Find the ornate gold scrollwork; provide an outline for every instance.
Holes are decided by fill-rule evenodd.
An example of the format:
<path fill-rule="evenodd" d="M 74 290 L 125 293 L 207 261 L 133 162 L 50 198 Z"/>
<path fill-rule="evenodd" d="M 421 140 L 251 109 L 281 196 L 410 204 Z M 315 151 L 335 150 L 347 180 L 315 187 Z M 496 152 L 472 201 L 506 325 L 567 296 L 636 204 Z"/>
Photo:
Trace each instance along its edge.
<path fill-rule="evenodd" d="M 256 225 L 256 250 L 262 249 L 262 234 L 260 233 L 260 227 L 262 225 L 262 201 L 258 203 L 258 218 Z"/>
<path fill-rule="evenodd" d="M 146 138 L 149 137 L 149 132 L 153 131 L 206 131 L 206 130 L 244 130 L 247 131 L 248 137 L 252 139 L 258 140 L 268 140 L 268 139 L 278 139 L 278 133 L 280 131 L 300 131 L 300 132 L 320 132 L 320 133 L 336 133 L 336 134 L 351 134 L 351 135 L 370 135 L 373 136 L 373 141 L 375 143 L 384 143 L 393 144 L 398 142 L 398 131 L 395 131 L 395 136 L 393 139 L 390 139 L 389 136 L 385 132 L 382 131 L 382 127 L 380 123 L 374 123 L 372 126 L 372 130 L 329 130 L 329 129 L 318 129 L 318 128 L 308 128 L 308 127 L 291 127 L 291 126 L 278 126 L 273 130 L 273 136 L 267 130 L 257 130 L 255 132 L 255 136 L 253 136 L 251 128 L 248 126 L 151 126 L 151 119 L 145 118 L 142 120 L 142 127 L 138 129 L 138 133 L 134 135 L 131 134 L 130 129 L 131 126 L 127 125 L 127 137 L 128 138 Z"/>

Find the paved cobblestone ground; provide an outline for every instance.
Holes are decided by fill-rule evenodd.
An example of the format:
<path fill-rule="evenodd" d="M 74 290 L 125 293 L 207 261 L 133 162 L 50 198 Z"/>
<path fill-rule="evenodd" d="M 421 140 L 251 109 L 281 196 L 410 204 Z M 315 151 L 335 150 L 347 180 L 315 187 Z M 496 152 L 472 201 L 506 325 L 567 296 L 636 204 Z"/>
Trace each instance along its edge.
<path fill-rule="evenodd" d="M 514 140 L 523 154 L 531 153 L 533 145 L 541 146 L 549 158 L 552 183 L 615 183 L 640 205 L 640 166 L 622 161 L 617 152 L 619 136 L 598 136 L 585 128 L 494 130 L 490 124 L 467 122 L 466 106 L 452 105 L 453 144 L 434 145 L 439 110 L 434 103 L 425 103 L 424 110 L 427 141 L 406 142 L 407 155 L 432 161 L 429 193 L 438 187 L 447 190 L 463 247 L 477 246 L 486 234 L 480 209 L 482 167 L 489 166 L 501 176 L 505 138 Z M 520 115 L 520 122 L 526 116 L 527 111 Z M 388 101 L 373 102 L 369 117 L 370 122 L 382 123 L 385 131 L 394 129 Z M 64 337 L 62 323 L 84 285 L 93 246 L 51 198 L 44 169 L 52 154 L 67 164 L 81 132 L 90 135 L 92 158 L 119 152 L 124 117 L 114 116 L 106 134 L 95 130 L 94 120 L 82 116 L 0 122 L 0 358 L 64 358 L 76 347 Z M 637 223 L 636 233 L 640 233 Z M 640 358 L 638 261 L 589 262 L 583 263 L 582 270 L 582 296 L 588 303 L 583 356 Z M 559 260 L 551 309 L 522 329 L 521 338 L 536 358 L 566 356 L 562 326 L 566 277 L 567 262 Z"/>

> _What the task asks_
All of the material must be given again without any change.

> _Output_
Find the ornate gold scrollwork; provide an outline for every instance.
Holes are decided by fill-rule evenodd.
An example of the format:
<path fill-rule="evenodd" d="M 74 290 L 125 293 L 207 261 L 133 162 L 50 198 Z"/>
<path fill-rule="evenodd" d="M 421 140 L 251 109 L 281 196 L 410 204 Z M 315 151 L 335 150 L 347 180 L 315 187 Z M 496 152 L 472 201 L 506 325 L 567 296 L 636 204 Z"/>
Photo:
Trace each instance along its edge.
<path fill-rule="evenodd" d="M 256 225 L 256 250 L 262 249 L 262 234 L 260 233 L 260 227 L 262 225 L 262 201 L 258 203 L 258 218 Z"/>
<path fill-rule="evenodd" d="M 146 138 L 149 137 L 149 132 L 153 131 L 206 131 L 206 130 L 244 130 L 247 131 L 248 137 L 252 139 L 258 140 L 268 140 L 268 139 L 278 139 L 278 133 L 280 131 L 300 131 L 300 132 L 320 132 L 320 133 L 336 133 L 336 134 L 351 134 L 351 135 L 370 135 L 373 136 L 373 141 L 375 143 L 384 143 L 393 144 L 398 142 L 398 131 L 395 131 L 395 136 L 393 139 L 390 139 L 389 136 L 385 132 L 382 131 L 382 127 L 380 123 L 374 123 L 372 126 L 372 130 L 329 130 L 329 129 L 318 129 L 318 128 L 308 128 L 308 127 L 291 127 L 291 126 L 278 126 L 273 130 L 273 136 L 267 130 L 257 130 L 255 132 L 255 136 L 253 136 L 251 128 L 248 126 L 151 126 L 151 119 L 145 118 L 142 120 L 142 127 L 138 129 L 138 133 L 134 135 L 131 134 L 130 129 L 131 126 L 127 125 L 127 137 L 128 138 Z"/>

Find the paved cobblestone ground; provide an outline for every instance.
Holes are decided by fill-rule evenodd.
An example of the format:
<path fill-rule="evenodd" d="M 74 290 L 125 293 L 207 261 L 133 162 L 50 198 Z"/>
<path fill-rule="evenodd" d="M 421 140 L 251 109 L 281 196 L 410 204 Z M 315 151 L 335 150 L 347 180 L 315 187 Z M 496 152 L 472 201 L 506 325 L 567 296 L 636 204 Z"/>
Trace each instance along its edge.
<path fill-rule="evenodd" d="M 514 140 L 523 154 L 531 153 L 533 145 L 541 146 L 549 158 L 552 183 L 615 183 L 640 205 L 640 166 L 622 161 L 617 152 L 619 136 L 598 136 L 585 128 L 494 130 L 490 124 L 467 122 L 466 106 L 452 105 L 453 144 L 434 145 L 439 110 L 434 103 L 425 103 L 424 110 L 427 141 L 406 142 L 407 155 L 432 161 L 429 193 L 438 187 L 447 190 L 463 247 L 477 246 L 486 234 L 480 209 L 482 167 L 489 166 L 501 176 L 505 138 Z M 520 115 L 520 122 L 526 116 L 527 111 Z M 388 101 L 373 102 L 369 117 L 370 122 L 382 123 L 385 131 L 394 129 Z M 64 337 L 62 323 L 84 285 L 93 246 L 51 198 L 44 169 L 52 154 L 67 164 L 81 132 L 90 135 L 92 158 L 119 152 L 124 117 L 114 116 L 106 134 L 95 130 L 94 120 L 82 116 L 0 122 L 0 358 L 64 358 L 76 347 Z M 637 223 L 636 233 L 640 233 Z M 640 358 L 638 261 L 589 262 L 583 263 L 582 270 L 582 296 L 588 303 L 583 356 Z M 559 260 L 551 309 L 522 329 L 521 338 L 536 358 L 566 356 L 562 326 L 566 277 L 567 262 Z"/>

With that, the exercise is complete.